Image-grounded pointing data:
------------------------------

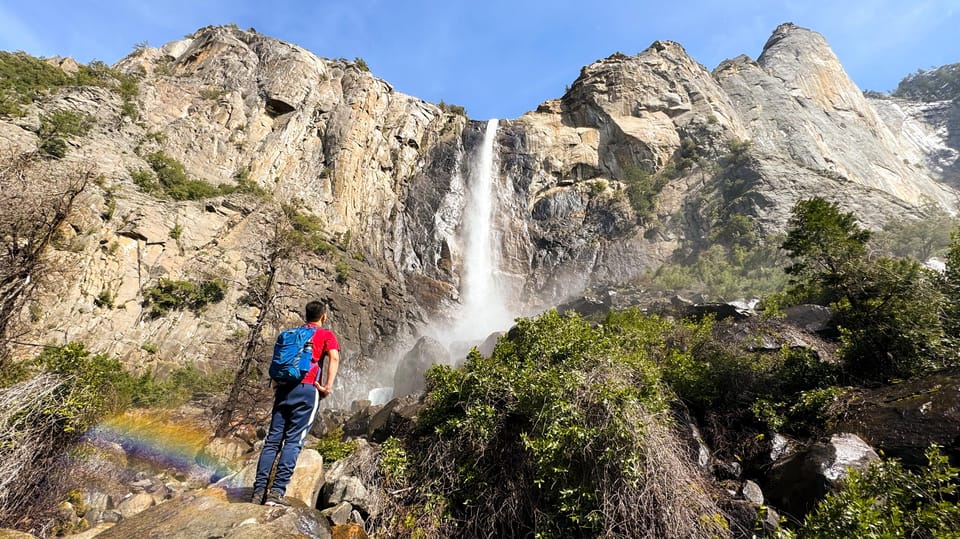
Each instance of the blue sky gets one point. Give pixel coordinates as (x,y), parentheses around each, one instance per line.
(501,58)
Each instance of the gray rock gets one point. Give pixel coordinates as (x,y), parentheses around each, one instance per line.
(408,377)
(339,513)
(795,483)
(211,513)
(752,492)
(135,504)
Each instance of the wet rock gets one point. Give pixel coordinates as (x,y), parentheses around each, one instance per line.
(339,513)
(212,513)
(905,418)
(752,492)
(135,504)
(408,378)
(795,483)
(349,531)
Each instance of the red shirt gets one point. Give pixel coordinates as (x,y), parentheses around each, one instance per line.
(323,341)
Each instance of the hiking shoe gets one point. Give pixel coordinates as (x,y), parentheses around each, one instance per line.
(276,499)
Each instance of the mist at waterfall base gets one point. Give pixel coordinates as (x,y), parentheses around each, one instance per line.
(484,309)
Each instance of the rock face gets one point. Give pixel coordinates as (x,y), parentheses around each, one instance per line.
(797,482)
(904,419)
(211,513)
(385,176)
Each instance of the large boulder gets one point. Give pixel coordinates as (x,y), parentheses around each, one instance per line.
(408,378)
(795,483)
(304,485)
(212,513)
(905,418)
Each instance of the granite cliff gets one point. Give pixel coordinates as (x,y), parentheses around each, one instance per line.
(384,176)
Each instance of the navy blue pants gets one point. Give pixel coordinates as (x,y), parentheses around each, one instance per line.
(294,409)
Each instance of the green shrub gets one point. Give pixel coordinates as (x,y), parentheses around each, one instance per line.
(342,270)
(332,447)
(642,189)
(58,126)
(578,412)
(886,500)
(305,232)
(452,109)
(24,79)
(177,295)
(169,179)
(97,384)
(888,311)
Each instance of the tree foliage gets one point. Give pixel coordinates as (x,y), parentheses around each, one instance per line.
(886,310)
(887,500)
(37,198)
(578,412)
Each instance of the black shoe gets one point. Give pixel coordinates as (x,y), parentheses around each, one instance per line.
(276,499)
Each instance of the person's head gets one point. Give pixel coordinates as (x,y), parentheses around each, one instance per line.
(317,311)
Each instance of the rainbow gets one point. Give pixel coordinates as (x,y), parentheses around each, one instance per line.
(157,439)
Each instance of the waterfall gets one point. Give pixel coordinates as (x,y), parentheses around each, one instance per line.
(484,307)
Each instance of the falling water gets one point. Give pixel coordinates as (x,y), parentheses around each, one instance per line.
(484,308)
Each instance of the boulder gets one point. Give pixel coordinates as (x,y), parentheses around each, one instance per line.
(347,489)
(391,418)
(349,531)
(795,483)
(135,504)
(213,513)
(408,377)
(339,513)
(905,418)
(304,485)
(752,492)
(812,318)
(343,484)
(224,453)
(15,534)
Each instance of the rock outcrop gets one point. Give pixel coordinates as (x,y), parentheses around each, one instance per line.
(384,177)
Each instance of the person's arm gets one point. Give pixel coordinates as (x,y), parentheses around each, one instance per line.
(333,364)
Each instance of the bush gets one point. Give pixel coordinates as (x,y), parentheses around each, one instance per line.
(177,295)
(24,79)
(888,311)
(96,384)
(450,108)
(170,179)
(332,447)
(578,413)
(886,500)
(59,126)
(642,189)
(305,232)
(178,386)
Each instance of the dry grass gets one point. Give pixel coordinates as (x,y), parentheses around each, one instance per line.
(36,199)
(32,445)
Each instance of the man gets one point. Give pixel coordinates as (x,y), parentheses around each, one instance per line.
(294,409)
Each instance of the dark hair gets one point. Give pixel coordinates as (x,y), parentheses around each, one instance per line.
(315,310)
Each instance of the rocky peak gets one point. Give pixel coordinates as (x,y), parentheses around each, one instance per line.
(803,60)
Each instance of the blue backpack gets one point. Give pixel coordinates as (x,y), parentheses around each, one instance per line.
(292,354)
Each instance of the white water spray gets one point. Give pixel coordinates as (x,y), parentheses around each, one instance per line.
(484,307)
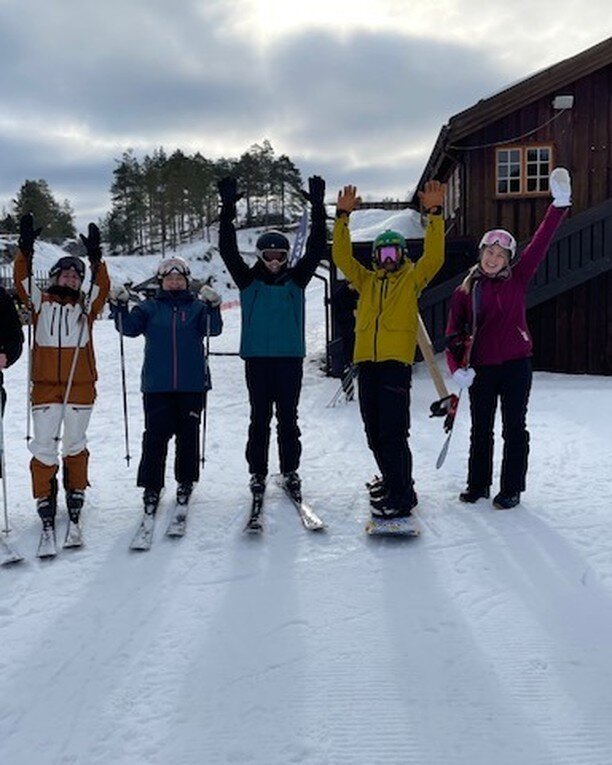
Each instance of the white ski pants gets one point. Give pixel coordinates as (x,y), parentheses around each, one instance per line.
(47,421)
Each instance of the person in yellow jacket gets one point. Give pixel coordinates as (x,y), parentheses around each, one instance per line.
(63,316)
(385,339)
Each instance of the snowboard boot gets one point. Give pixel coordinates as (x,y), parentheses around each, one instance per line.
(257,484)
(150,499)
(183,492)
(503,501)
(293,485)
(75,499)
(377,490)
(473,495)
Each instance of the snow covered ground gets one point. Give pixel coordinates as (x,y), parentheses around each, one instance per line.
(486,640)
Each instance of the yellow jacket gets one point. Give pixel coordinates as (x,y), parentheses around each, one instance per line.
(387,310)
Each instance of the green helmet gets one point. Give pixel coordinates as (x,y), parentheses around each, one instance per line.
(392,239)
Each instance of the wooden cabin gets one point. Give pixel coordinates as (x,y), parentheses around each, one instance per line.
(495,158)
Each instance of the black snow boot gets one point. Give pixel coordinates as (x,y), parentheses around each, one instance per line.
(473,495)
(504,501)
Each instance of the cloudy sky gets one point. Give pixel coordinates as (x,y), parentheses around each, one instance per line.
(354,90)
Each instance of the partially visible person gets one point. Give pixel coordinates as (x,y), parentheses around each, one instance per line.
(175,374)
(488,311)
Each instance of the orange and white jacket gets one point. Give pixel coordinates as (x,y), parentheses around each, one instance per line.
(58,322)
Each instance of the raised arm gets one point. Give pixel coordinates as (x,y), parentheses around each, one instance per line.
(317,240)
(535,252)
(428,265)
(342,249)
(228,247)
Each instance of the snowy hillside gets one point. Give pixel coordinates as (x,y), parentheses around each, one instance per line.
(486,640)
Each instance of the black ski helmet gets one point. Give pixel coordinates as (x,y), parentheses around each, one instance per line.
(273,240)
(65,264)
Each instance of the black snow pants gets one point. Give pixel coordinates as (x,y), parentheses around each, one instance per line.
(509,382)
(384,401)
(274,382)
(167,415)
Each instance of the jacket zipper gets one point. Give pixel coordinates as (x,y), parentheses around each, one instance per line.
(383,285)
(174,354)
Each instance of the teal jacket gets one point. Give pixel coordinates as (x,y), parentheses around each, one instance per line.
(272,304)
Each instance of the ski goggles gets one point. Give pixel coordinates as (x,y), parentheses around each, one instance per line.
(68,263)
(272,255)
(388,253)
(173,266)
(501,237)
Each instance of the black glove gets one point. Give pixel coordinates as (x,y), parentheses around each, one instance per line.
(92,244)
(27,235)
(316,191)
(228,191)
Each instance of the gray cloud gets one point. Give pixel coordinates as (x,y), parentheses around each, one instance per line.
(83,82)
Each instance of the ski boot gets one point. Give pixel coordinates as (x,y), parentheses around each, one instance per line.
(473,495)
(183,492)
(292,484)
(505,501)
(257,484)
(150,499)
(75,499)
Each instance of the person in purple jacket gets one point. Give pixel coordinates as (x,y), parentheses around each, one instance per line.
(489,348)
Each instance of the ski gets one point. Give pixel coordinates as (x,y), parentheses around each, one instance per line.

------------------------------

When you transcribe these entries, keep every word exact and drop the pictures.

Response for this exercise:
Each instance of the blue sky gets one point. Give pixel coordinates as (x,y), parentheses around each, one instance per line.
(501,58)
Each instance of the gray rock gets one point. Give pixel coordinates as (x,y), parentheses around each, one instance per line.
(408,377)
(339,513)
(795,483)
(211,513)
(752,492)
(135,504)
Each instance of the wet rock gets one point. Give pixel coordinates as (x,y), parentheses around each, one instance per line.
(339,513)
(212,513)
(905,418)
(752,492)
(135,504)
(408,378)
(795,483)
(349,531)
Each instance of the red shirt gets one point. Give pixel coordinates as (x,y), parentheses around each, one instance per line.
(323,341)
Each instance of the hiking shoe gets one point. Give pixel coordinates as (x,y), parentheses around each, one instance per line.
(276,499)
Each instance of the mist at waterfall base gets one point. Give pixel coordinates as (x,y), parentheses around each, one instance per line.
(484,309)
Each instance of the rock face gets one point. Give pixel coordinates as (x,y), parentheses around each, one instance per line.
(797,482)
(904,419)
(211,513)
(385,176)
Each instance of the large boulder gets one point. Give pixel coordinates as (x,y), parentheses around each, one instance per line.
(408,378)
(795,483)
(304,485)
(212,513)
(905,418)
Each instance of the granite cliff gets one point. Give pixel coordinates as (x,y), parentheses around each, one instance per line.
(384,176)
Each instance of the navy blue pants gets one point. Give pixel coordinates as (x,y), parentheses around each, one instance per line.
(294,409)
Each instance of the green shrub gets one point. Give pixel coordinates as (x,y), parentheses around each, one instance per line.
(342,270)
(332,447)
(642,189)
(58,126)
(578,412)
(886,500)
(305,232)
(452,109)
(24,79)
(177,295)
(169,179)
(97,384)
(888,311)
Each instance of the tree foliage gets one point. Give pixel coordinates as (x,y), parentheses around each, one instance per line.
(886,310)
(887,500)
(37,198)
(578,412)
Each instance of the black shoe gets one point. Give pixel coordinates as (x,y), parentheses around each, one instance per line.
(276,499)
Each instance of the person's head gets one point. Give pixel coordinates as (x,y), parentheses around each, one instance per line.
(317,311)
Each instance of the rainbow gets one point. Give pixel coordinates as (x,y), parentheses around each, one instance per line.
(157,439)
Each instance of the waterfall gets one point. Give pixel coordinates as (x,y), parentheses around each, one instance per line.
(484,307)
Each instance of the falling water gets one point. Give pixel coordinates as (x,y), parentheses around each, one instance per line.
(484,308)
Each instance of the boulder gets one point. Give pixel coordinates as (x,y), parentheses around each, one instance per line.
(347,489)
(391,418)
(349,531)
(795,483)
(135,504)
(213,513)
(408,377)
(339,513)
(905,418)
(304,485)
(752,492)
(812,318)
(343,484)
(224,453)
(15,534)
Each instance of the rock outcrop gets one point. Give pixel coordinates as (x,y), parentheses around each, one instance per line.
(384,177)
Each instance of the person's arm gets one point. Give pixel coordinates as (x,y), parentheses around each, one instance per line.
(333,364)
Each instance of the bush gets one point. Give pixel coordinates as (x,y), parentheses around each, one instance per line.
(177,295)
(24,79)
(888,311)
(96,384)
(450,108)
(170,179)
(332,447)
(578,413)
(886,500)
(59,126)
(642,189)
(305,232)
(178,386)
Each instance of the dry grass gets one point. Give pixel coordinates as (x,y), parentheses around each, one instance per line.
(36,199)
(32,445)
Each instance of the man gets one point. Give pixel coordinates as (x,y), parentheses around each, one instance per line.
(294,409)
Each instance of the dark hair gets one point. Give pixel coordinates as (x,y), parentheses around each, one instance per line.
(315,310)
Each instance of the rocky peak gets one point. Give pixel coordinates as (x,y), parentheses around each, one instance per line.
(803,60)
Each instance of the blue backpack gets one point. Give pixel coordinates as (x,y), parentheses around each, one instance per line.
(292,354)
Each instance of the white water spray gets one point. Give pixel coordinates as (x,y), parentheses around each, one instance per line.
(484,307)
Each instance of the white ski pants gets one point. Give pixel coordinates as (x,y), parentheses around each, one instance per line.
(47,421)
Each instance of the person in yellow jacket gets one point. Give pixel coordinates as (x,y), parentheses around each, one instance per line.
(63,316)
(385,339)
Each instance of the snowboard boot gets one point. Give pixel coordinates as (x,y), parentheses around each, one instance per line.
(257,484)
(150,499)
(183,492)
(503,501)
(293,485)
(75,499)
(377,490)
(473,495)
Each instance of the snow covered ground gets one point. Give pixel coordinates as (x,y), parentheses around each, one instance per line.
(486,640)
Each instance of the yellow jacket gets one point. Give pixel coordinates as (x,y), parentheses around each, one instance per line.
(387,310)
Each instance of the green helmet gets one point. Give pixel coordinates as (x,y), parentheses around each, one instance per line.
(392,239)
Each instance of the wooden cabin gets one point. Give pixel coordinates as (x,y), parentheses around each, one instance per line.
(495,158)
Each instance of the black snow boot gets one point. Give pixel coordinates as (x,y), parentheses around each, one instance per line.
(473,495)
(504,501)
Each instance of the cloudy sky gets one point. Give pixel coordinates as (x,y), parentheses around each, one instance per line.
(354,90)
Each instance of the partially visible person gets one point. Give pixel coordinates as (x,y), parentheses around each, one instance per line.
(175,374)
(488,311)
Each instance of the orange and white jacket gets one point. Give pixel coordinates as (x,y), parentheses around each, one instance per line.
(58,322)
Each instance of the raised arm gets one point. Give pixel coordinates as (x,y), parentheses around each, one instance per line.
(317,240)
(535,252)
(428,265)
(342,249)
(228,247)
Each instance of the snowy hillside gets one point. Give pixel coordinates as (x,y), parentheses around each, one instance per line.
(486,640)
Each instance of the black ski helmet gets one point. Give pixel coordinates as (x,y), parentheses around each, one instance per line.
(273,240)
(65,264)
Each instance of the black snow pants gets one point. Give pixel coordinates as (x,y), parentheses around each, one instance per line.
(509,382)
(384,401)
(274,382)
(167,415)
Each instance of the jacket zipper gets one point. Give pixel coordinates as (x,y), parentheses around each, one instance per line.
(383,285)
(174,354)
Each instance of the teal jacket gets one point. Give pixel coordinates as (x,y), parentheses around each, one instance per line.
(272,304)
Each instance of the ski goggles gets one point. Give pixel coordinates as (x,y), parentheses around each, one instance per line.
(68,263)
(272,255)
(388,253)
(173,266)
(501,237)
Each instance of the black glove gets one point. Give pixel coordinates as (x,y), parentheses around each, one instance per line.
(92,244)
(27,235)
(316,191)
(228,191)
Each instance of the gray cloud gets one point. Give pixel coordinates as (x,y), parentheses around each, one instance per line.
(83,82)
Each instance of the ski boot gets one point. Give pixel coordinates as (x,y), parentheses around each, one instance per line.
(473,495)
(183,492)
(292,484)
(505,501)
(257,484)
(150,499)
(75,499)
Each instance of the person in purple jacket gets one point. Give pixel coordinates as (x,y), parentheses around each, one instance per line.
(489,348)
Each instance of the ski gets one point. Give pixel coordinates as (x,y), parentheses around each, one instance per line.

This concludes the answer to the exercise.